The required output is the complete data, repeated without alteration.

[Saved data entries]
::::

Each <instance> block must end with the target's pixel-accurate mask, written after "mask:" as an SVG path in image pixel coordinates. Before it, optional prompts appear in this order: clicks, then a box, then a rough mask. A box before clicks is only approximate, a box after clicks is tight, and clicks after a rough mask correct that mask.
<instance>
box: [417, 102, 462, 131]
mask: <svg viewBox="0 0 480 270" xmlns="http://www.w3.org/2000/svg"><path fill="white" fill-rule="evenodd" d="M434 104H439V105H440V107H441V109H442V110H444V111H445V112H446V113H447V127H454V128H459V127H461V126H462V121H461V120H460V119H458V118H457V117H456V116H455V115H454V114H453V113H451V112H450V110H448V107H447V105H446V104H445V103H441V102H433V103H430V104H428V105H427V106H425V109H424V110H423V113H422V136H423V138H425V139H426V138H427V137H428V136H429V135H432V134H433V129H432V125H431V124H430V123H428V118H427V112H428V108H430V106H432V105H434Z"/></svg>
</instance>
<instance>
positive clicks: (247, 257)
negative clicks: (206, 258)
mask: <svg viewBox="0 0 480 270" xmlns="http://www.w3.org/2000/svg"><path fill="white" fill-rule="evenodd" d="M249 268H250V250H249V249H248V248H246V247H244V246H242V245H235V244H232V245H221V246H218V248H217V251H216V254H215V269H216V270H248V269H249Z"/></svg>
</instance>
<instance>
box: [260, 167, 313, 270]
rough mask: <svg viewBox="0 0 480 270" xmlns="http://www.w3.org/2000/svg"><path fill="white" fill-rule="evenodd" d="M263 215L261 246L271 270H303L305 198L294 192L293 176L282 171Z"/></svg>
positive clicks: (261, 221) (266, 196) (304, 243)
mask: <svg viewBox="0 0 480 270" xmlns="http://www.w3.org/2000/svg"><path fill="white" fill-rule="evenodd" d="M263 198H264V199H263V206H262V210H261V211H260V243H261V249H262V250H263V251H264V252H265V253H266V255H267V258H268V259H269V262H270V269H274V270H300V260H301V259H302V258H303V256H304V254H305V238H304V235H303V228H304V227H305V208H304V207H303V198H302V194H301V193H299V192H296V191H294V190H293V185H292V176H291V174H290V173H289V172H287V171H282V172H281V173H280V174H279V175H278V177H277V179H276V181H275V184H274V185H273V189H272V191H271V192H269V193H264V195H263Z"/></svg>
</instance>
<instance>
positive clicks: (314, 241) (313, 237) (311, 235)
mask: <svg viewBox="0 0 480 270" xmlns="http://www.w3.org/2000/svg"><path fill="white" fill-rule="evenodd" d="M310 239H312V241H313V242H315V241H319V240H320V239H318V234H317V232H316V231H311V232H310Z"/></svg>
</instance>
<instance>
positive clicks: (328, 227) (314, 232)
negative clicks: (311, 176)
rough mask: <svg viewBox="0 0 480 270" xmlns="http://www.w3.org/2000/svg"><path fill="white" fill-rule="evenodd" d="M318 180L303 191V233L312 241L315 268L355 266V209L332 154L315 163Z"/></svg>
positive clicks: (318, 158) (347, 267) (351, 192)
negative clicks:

::::

__Response area__:
Each <instance> block must end with the target's pixel-accurate mask, written after "mask:" as an SVG path in image pixel coordinates. Before it, optional prompts appear in this order: clicks, then a box, then a rough mask. A box before clicks is only approximate, a box after clicks is tight, and clicks after a rough mask correct that mask.
<instance>
box: [417, 102, 462, 131]
mask: <svg viewBox="0 0 480 270" xmlns="http://www.w3.org/2000/svg"><path fill="white" fill-rule="evenodd" d="M434 104H439V105H440V107H441V109H442V110H444V111H445V112H446V113H447V127H454V128H459V127H461V126H462V121H461V120H460V119H458V118H457V117H456V116H455V115H454V114H453V113H451V112H450V110H448V107H447V105H446V104H445V103H441V102H433V103H430V104H428V105H427V106H425V109H424V110H423V113H422V136H423V138H425V139H426V138H427V137H428V136H429V135H432V134H433V129H432V125H431V124H430V123H428V118H427V112H428V108H430V106H432V105H434Z"/></svg>
</instance>
<instance>
positive clicks: (247, 257)
negative clicks: (206, 258)
mask: <svg viewBox="0 0 480 270" xmlns="http://www.w3.org/2000/svg"><path fill="white" fill-rule="evenodd" d="M249 268H250V250H249V249H248V248H246V247H244V246H242V245H235V244H232V245H221V246H218V248H217V251H216V254H215V269H216V270H248V269H249Z"/></svg>
</instance>
<instance>
box: [260, 167, 313, 270]
rough mask: <svg viewBox="0 0 480 270" xmlns="http://www.w3.org/2000/svg"><path fill="white" fill-rule="evenodd" d="M263 215L261 246L271 270H303L305 198L294 192L293 176L282 171Z"/></svg>
positive clicks: (261, 221) (266, 196) (304, 243)
mask: <svg viewBox="0 0 480 270" xmlns="http://www.w3.org/2000/svg"><path fill="white" fill-rule="evenodd" d="M263 198H264V199H263V206H262V210H261V211H260V243H261V249H262V250H263V251H264V252H265V253H266V255H267V258H268V259H269V262H270V269H274V270H300V260H301V259H302V258H303V256H304V254H305V238H304V235H303V228H304V227H305V208H304V207H303V198H302V194H301V193H299V192H296V191H294V190H293V185H292V176H291V174H290V173H289V172H287V171H282V172H281V173H280V174H279V175H278V177H277V179H276V181H275V184H274V185H273V189H272V191H271V192H269V193H264V195H263Z"/></svg>
</instance>
<instance>
positive clicks: (314, 241) (313, 237) (311, 235)
mask: <svg viewBox="0 0 480 270" xmlns="http://www.w3.org/2000/svg"><path fill="white" fill-rule="evenodd" d="M310 239H312V241H313V242H315V241H319V240H320V239H318V234H317V232H316V231H311V232H310Z"/></svg>
</instance>
<instance>
positive clicks: (328, 227) (314, 232)
negative clicks: (311, 176)
rough mask: <svg viewBox="0 0 480 270" xmlns="http://www.w3.org/2000/svg"><path fill="white" fill-rule="evenodd" d="M318 180L303 191V233L312 241L315 268L355 266V209L332 154L315 163Z"/></svg>
positive clicks: (318, 158) (347, 267) (351, 192)
negative clicks:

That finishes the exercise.